■ What the exercise asks ■
Return the following lines without any changes.

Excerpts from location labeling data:
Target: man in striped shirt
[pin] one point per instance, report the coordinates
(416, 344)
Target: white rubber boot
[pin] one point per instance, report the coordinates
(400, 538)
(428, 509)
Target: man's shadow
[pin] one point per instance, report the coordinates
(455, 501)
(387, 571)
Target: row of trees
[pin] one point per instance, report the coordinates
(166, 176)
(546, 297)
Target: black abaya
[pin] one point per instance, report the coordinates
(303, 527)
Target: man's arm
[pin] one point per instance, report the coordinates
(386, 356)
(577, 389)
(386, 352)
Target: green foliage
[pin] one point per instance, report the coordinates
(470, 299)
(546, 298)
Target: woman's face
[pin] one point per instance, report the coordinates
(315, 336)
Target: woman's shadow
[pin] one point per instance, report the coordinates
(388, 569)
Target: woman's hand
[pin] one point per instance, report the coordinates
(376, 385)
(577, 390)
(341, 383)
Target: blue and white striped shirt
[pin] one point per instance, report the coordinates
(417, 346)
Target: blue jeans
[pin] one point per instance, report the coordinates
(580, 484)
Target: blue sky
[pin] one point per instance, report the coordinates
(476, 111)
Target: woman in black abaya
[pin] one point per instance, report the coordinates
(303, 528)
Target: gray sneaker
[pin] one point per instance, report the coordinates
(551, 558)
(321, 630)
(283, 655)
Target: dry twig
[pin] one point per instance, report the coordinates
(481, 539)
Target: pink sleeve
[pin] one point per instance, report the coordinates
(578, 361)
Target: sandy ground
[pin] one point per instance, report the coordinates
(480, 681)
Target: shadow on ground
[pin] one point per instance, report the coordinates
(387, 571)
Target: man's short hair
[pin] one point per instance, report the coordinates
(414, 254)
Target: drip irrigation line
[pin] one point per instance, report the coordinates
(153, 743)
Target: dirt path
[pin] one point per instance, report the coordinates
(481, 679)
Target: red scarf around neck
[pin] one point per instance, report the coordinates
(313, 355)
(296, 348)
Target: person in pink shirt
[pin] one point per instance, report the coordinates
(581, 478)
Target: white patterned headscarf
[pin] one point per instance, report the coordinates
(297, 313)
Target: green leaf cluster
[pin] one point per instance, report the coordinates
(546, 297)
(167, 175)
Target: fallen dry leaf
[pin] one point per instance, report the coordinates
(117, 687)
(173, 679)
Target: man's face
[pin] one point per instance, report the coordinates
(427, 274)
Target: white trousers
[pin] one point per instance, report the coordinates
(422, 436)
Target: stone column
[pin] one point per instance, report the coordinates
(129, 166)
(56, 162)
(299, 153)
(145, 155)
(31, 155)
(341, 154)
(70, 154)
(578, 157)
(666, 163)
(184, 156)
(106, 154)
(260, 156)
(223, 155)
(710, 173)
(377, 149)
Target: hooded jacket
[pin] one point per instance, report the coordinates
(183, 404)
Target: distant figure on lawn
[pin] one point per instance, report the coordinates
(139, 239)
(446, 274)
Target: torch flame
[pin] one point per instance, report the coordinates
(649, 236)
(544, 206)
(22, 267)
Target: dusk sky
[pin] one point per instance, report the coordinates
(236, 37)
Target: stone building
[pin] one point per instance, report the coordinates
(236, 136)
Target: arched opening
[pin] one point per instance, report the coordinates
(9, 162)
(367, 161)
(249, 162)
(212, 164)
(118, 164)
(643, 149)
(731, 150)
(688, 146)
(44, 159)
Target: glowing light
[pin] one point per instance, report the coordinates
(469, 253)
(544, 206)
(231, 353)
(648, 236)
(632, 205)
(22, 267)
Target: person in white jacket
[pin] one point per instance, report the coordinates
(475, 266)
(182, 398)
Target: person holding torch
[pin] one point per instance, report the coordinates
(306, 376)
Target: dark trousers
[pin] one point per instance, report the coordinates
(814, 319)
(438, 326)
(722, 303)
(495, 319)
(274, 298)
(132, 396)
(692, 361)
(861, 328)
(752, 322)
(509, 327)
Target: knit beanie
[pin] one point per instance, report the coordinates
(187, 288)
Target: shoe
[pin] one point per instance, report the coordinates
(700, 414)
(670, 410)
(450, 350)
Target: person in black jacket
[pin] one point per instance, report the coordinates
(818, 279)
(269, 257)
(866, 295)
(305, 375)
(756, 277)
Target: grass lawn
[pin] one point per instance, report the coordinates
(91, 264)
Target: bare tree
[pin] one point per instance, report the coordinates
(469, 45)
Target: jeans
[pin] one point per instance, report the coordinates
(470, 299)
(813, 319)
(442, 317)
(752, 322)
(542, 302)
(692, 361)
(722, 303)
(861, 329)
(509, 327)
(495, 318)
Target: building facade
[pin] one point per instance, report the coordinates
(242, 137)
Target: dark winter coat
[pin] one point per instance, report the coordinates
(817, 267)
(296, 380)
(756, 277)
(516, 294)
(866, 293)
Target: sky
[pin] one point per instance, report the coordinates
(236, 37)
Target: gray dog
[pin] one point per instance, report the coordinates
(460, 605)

■ Response to this exercise ■
Target: man in striped shirt
[pin] one point per instance, report the coordinates
(416, 344)
Target: white rubber boot
[pin] one point per instance, report the coordinates
(400, 538)
(428, 509)
Target: man's shadow
[pin] one point per instance, report the coordinates
(455, 501)
(387, 571)
Target: row of trees
[pin] one point per instance, report the coordinates
(166, 176)
(546, 297)
Target: black abaya
[pin] one point per instance, report the coordinates
(303, 527)
Target: man's arm
[pin] one point per instance, report the coordinates
(386, 356)
(577, 389)
(386, 352)
Target: green foliage
[pin] one point per instance, report the coordinates
(470, 299)
(546, 298)
Target: woman's face
[pin] one point per instance, report the coordinates
(315, 336)
Target: woman's shadow
[pin] one point per instance, report the coordinates
(388, 569)
Target: woman's hand
[pin] one point per instance, report the coordinates
(376, 385)
(577, 390)
(341, 383)
Target: blue and white striped shirt
[pin] one point per instance, report the coordinates
(417, 346)
Target: blue jeans
[pin] one point per instance, report the coordinates
(580, 484)
Target: blue sky
[pin] one point per instance, report the coordinates
(476, 111)
Target: woman in black abaya
[pin] one point per instance, report the coordinates
(303, 528)
Target: gray sneaker
[pin] one point per instance, report the coordinates
(551, 558)
(321, 630)
(283, 655)
Target: dry twig
[pin] one point per instance, report the coordinates
(481, 539)
Target: pink sleeve
[pin] one point per instance, report the coordinates
(578, 361)
Target: sandy ground
[pin] one point per instance, report the coordinates
(480, 681)
Target: shadow on ground
[pin] one point per instance, report the coordinates
(387, 571)
Target: man's short hair
[pin] one point per instance, report the coordinates
(414, 254)
Target: drip irrigation line
[pin] one point per instance, report the coordinates
(153, 743)
Target: dirt path
[pin] one point per instance, report the coordinates
(481, 679)
Target: red scarf around neck
[pin] one point per instance, report the coordinates
(313, 355)
(296, 348)
Target: person in pink shirt
[pin] one point per instance, report the coordinates
(581, 478)
Target: white patterned headscarf
[pin] one point per instance, report the coordinates
(297, 313)
Target: green leaf cluster
[pin] one point per instance, report the coordinates
(546, 297)
(167, 175)
Target: fallen dry leaf
[pin] one point per instance, report the coordinates
(117, 687)
(173, 679)
Target: man's face
[pin] one point per instance, report the coordinates
(427, 274)
Target: white trousers
[pin] one point per instance, report the coordinates
(422, 436)
Target: stone column
[pin] one point per instance, report the coordinates
(129, 166)
(56, 162)
(299, 153)
(145, 155)
(31, 155)
(341, 154)
(70, 154)
(578, 157)
(666, 163)
(184, 156)
(106, 154)
(260, 156)
(223, 155)
(710, 173)
(377, 149)
Target: hooded jacket
[pin] one point per instance, report the coordinates
(183, 404)
Target: distant figure on lawn
[pin] one point per instance, report the coordinates
(139, 239)
(446, 274)
Target: torch flame
[pin] one point per instance, report the coordinates
(649, 236)
(544, 206)
(22, 267)
Target: dusk sky
[pin] one point per instance, report the coordinates
(236, 37)
Target: stone building
[pin] one point per instance, report the coordinates
(236, 136)
Target: arched opening
[pin] one point per instance, report the coordinates
(9, 162)
(367, 161)
(249, 162)
(212, 164)
(118, 164)
(643, 149)
(731, 150)
(688, 146)
(44, 159)
Target: glowing light
[pin] one point per instance, report the coordinates
(469, 253)
(544, 206)
(231, 353)
(648, 236)
(632, 205)
(22, 267)
Target: person in white jacket
[pin] one point per instance, report the coordinates
(475, 266)
(182, 398)
Target: person holding torch
[pin] one point per instance, report the coordinates
(306, 376)
Target: dark trousers
[pin] one point per instance, report the coordinates
(814, 319)
(438, 326)
(722, 303)
(495, 319)
(274, 298)
(132, 396)
(692, 361)
(861, 328)
(752, 322)
(509, 327)
Target: knit beanie
[pin] one point per instance, report the coordinates
(187, 288)
Target: shoe
[pin] one point per instance, report the coordinates
(700, 414)
(670, 410)
(450, 350)
Target: person in black jacket
[pin] one point per instance, report the coordinates
(818, 279)
(269, 257)
(866, 295)
(305, 375)
(756, 277)
Target: grass lawn
[pin] one point per instance, report the coordinates
(91, 264)
Target: bare tree
[pin] one point per instance, report the coordinates
(469, 45)
Target: jeans
[pin] one point per instance, report the coordinates
(470, 299)
(813, 319)
(442, 317)
(752, 322)
(542, 302)
(692, 361)
(722, 303)
(861, 329)
(509, 327)
(495, 318)
Target: building facade
[pin] one point per instance, report the coordinates
(242, 137)
Target: dark winter coat
[pin] one point per instance, report the coordinates
(817, 267)
(296, 380)
(756, 277)
(516, 294)
(866, 293)
Target: sky
[pin] one point per instance, report the coordinates
(236, 37)
Target: gray dog
[pin] one point per instance, report the coordinates
(460, 605)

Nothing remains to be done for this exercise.